Make an exact copy of all the entries shown below.

○ ○ ○ ○ ○ ○ ○

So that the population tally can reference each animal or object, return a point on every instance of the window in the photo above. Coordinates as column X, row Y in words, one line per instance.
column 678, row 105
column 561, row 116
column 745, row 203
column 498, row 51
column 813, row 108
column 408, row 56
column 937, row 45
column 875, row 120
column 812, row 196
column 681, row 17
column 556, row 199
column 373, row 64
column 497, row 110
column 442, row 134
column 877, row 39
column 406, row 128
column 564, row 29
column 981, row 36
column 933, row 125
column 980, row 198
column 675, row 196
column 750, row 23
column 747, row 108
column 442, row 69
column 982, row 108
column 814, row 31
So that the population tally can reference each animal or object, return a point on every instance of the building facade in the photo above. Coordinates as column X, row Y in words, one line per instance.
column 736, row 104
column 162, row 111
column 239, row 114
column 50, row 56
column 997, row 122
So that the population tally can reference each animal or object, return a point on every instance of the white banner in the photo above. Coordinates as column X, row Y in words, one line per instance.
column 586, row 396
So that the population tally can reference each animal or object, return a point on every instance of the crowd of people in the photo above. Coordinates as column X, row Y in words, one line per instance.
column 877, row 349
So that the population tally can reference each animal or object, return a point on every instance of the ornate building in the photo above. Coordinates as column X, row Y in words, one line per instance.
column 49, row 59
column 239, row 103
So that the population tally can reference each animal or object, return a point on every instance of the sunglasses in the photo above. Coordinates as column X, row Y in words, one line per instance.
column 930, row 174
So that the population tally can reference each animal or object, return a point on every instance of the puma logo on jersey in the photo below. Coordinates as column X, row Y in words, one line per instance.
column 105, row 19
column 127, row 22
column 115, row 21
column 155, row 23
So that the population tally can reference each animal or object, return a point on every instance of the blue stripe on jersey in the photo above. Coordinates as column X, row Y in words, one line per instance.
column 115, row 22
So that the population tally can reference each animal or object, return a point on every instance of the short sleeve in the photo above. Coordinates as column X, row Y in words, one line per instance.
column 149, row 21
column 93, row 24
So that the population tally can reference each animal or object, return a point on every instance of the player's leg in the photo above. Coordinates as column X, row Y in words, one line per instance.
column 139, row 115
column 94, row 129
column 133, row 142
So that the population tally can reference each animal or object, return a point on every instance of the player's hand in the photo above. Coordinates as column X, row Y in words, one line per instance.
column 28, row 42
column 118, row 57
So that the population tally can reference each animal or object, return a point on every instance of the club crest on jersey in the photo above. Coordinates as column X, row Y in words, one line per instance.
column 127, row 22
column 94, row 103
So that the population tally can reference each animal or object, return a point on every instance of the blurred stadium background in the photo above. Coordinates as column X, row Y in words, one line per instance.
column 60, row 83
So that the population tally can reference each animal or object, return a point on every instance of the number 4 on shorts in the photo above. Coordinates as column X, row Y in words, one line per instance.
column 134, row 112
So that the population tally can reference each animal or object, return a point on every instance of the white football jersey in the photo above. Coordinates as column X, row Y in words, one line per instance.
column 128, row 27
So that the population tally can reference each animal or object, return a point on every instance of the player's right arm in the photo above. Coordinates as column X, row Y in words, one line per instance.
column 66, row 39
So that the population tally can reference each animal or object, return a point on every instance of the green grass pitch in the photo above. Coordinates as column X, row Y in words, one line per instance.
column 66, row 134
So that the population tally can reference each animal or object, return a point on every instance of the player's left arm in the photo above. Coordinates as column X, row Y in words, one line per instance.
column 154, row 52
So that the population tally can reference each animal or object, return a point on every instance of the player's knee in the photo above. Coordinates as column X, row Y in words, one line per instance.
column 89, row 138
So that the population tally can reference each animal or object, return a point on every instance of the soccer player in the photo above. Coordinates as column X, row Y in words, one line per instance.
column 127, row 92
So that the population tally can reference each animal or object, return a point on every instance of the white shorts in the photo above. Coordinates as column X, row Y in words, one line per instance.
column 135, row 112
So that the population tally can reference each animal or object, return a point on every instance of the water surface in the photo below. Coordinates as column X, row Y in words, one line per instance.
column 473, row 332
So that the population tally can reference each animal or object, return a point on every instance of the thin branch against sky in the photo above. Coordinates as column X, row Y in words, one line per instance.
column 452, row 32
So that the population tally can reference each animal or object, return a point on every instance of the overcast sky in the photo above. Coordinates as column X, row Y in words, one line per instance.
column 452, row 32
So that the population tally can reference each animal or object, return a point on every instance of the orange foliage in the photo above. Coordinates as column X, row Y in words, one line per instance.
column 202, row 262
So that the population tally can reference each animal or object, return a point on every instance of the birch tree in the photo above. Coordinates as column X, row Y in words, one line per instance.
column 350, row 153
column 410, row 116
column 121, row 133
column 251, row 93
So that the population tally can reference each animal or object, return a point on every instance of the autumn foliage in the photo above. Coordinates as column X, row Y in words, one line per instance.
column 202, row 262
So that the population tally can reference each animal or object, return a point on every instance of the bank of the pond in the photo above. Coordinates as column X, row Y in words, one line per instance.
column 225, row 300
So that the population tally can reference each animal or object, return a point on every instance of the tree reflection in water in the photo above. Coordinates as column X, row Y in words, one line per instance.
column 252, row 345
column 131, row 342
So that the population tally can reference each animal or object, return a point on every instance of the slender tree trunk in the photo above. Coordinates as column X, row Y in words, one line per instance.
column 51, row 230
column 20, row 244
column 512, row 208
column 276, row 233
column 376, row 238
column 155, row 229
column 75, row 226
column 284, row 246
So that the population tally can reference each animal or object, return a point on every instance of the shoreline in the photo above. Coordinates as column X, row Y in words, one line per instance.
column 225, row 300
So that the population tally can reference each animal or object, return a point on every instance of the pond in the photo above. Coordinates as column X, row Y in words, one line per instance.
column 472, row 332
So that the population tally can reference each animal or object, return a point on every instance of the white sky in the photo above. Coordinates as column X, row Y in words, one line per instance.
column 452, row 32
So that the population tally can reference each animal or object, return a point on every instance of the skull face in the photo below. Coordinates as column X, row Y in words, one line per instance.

○ ○ ○ ○ ○ ○ ○

[Solution to this exercise]
So that the population tally can reference each animal or object, return a point on every instance of the window in the photo above. Coordinates as column X, row Y in words, one line per instance.
column 678, row 105
column 561, row 116
column 745, row 203
column 498, row 51
column 813, row 108
column 408, row 56
column 937, row 45
column 875, row 120
column 812, row 196
column 681, row 17
column 556, row 199
column 373, row 64
column 497, row 110
column 442, row 134
column 877, row 39
column 406, row 128
column 564, row 29
column 981, row 36
column 933, row 125
column 980, row 198
column 675, row 196
column 750, row 23
column 747, row 108
column 442, row 69
column 982, row 108
column 814, row 31
So that the population tally can reference each animal or object, return a point on every instance of the building facade in the photo above. Coordinates as column X, row Y in words, one line per instance.
column 736, row 104
column 162, row 111
column 239, row 114
column 50, row 56
column 997, row 122
So that the population tally can reference each animal or object, return a point on every instance of the white banner in the photo above. Coordinates as column X, row Y in words, one line per instance.
column 586, row 396
So that the population tally can reference each animal or object, return a point on every instance of the crowd of people in the photo above. Coordinates as column X, row Y in words, one line per instance.
column 877, row 349
So that the population tally can reference each animal or object, return a point on every instance of the ornate building in the photo above. Coordinates as column X, row Y in words, one line per instance.
column 49, row 59
column 239, row 103
So that the population tally can reference each animal or object, return a point on every instance of the sunglasses in the photo above. Coordinates as column X, row Y in words, one line per instance.
column 930, row 174
So that the population tally can reference each animal or object, return a point on every instance of the puma logo on jersey in the photo below. Coordinates as column X, row Y in words, one line per instance.
column 105, row 19
column 127, row 22
column 115, row 21
column 155, row 23
So that the population tally can reference each animal or object, return a point on every instance of the blue stripe on jersey in the photo above. Coordinates as column X, row Y in words, one line per instance.
column 115, row 22
So that the population tally can reference each animal or object, return a point on every instance of the short sleeve in the photo above. Coordinates as column X, row Y in words, one line per instance.
column 149, row 21
column 93, row 24
So that the population tally can reference each animal or object, return a point on every instance of the player's leg in the photo above. Coordinates as column X, row Y in words, one line per instance.
column 139, row 115
column 94, row 129
column 133, row 142
So that the population tally can reference each animal or object, return a point on every instance of the player's hand in the photo above. Coordinates as column X, row Y in words, one line per instance.
column 28, row 42
column 118, row 57
So that the population tally can reference each animal or object, return a point on every instance of the club crest on jersey in the photo above. Coordinates as column X, row Y in words, one line per instance.
column 127, row 22
column 94, row 103
So that the population tally can reference each animal or object, return a point on every instance of the blurred stadium background in the photo above. Coordinates as column X, row Y in words, one line per instance.
column 60, row 83
So that the population tally can reference each animal or object, return a point on every instance of the number 4 on shorts in the photo above. Coordinates as column X, row Y in words, one line per instance.
column 134, row 112
So that the population tally can reference each animal or object, return a point on every instance of the white football jersey in the photo above. Coordinates as column X, row Y in words, one line per instance.
column 128, row 27
So that the population tally can reference each animal or object, return a point on every instance of the player's right arm in the photo above. Coordinates as column X, row Y in words, one line per instance.
column 66, row 39
So that the population tally can reference each animal or object, return a point on every instance of the green grass pitch in the photo above. Coordinates as column X, row Y in words, one line per instance.
column 66, row 134
So that the population tally can reference each animal or object, return a point on every instance of the player's left arm in the photo above. Coordinates as column X, row Y in words, one line per instance.
column 154, row 52
So that the population tally can reference each animal or object, return a point on every instance of the player's knee in the photo above. Coordinates as column X, row Y in words, one line per instance.
column 89, row 138
So that the population tally can reference each animal or object, return a point on every instance of the soccer player in the photo above. Coordinates as column X, row Y in words, one line per instance.
column 127, row 92
So that the population tally can reference each animal or object, return a point on every instance of the white shorts in the photo above. Coordinates as column X, row Y in words, one line per instance.
column 135, row 112
So that the population tally can reference each animal or object, return a point on every instance of the water surface in the photo below. Coordinates as column X, row Y in words, one line per instance.
column 473, row 332
So that the population tally can reference each animal or object, return a point on every instance of the thin branch against sky in the photo above. Coordinates as column X, row Y in words, one line per instance.
column 452, row 32
So that the population tally can reference each animal or object, return a point on every instance of the overcast sky in the photo above. Coordinates as column X, row Y in words, one line per instance.
column 452, row 32
So that the population tally can reference each animal or object, return a point on every instance of the orange foliage in the photo above. Coordinates as column X, row Y in words, one line per instance.
column 202, row 262
So that the population tally can reference each animal or object, return a point on every instance of the birch tree in the photo above. Coordinates as column X, row Y in words, one line per instance.
column 350, row 153
column 410, row 116
column 121, row 133
column 251, row 93
So that the population tally can reference each animal or object, return a point on every instance of the autumn foliage in the photo above. Coordinates as column X, row Y in words, one line per instance.
column 202, row 262
So that the population tally can reference each animal or object, return a point on every instance of the bank of the pond in the photo above. Coordinates as column X, row Y in words, one line per instance.
column 225, row 300
So that the population tally can reference each animal or object, return a point on every instance of the tree reflection in water in the photo above. Coordinates as column X, row Y in words, one line per instance.
column 252, row 345
column 131, row 342
So that the population tally can reference each animal or object, return a point on every instance of the slender tree trunk in the photo above. Coordinates as column X, row Y in words, one line per instance.
column 51, row 230
column 20, row 244
column 512, row 208
column 276, row 233
column 376, row 238
column 155, row 229
column 75, row 226
column 284, row 246
So that the population tally can reference each animal or object, return a point on every instance of the shoreline in the photo above. Coordinates as column X, row Y in words, one line per instance.
column 225, row 300
So that the population tally can reference each animal or object, return a point on every instance of the pond in the photo above. Coordinates as column X, row Y in words, one line per instance.
column 472, row 332
So that the population tally can reference each animal or object, return a point on every instance of the white sky in the photo above. Coordinates as column X, row Y in words, one line per instance.
column 452, row 32
So that the population tally can reference each animal or object, return a point on every instance of the skull face in the photo below. Coordinates as column X, row Y in words, one line per instance.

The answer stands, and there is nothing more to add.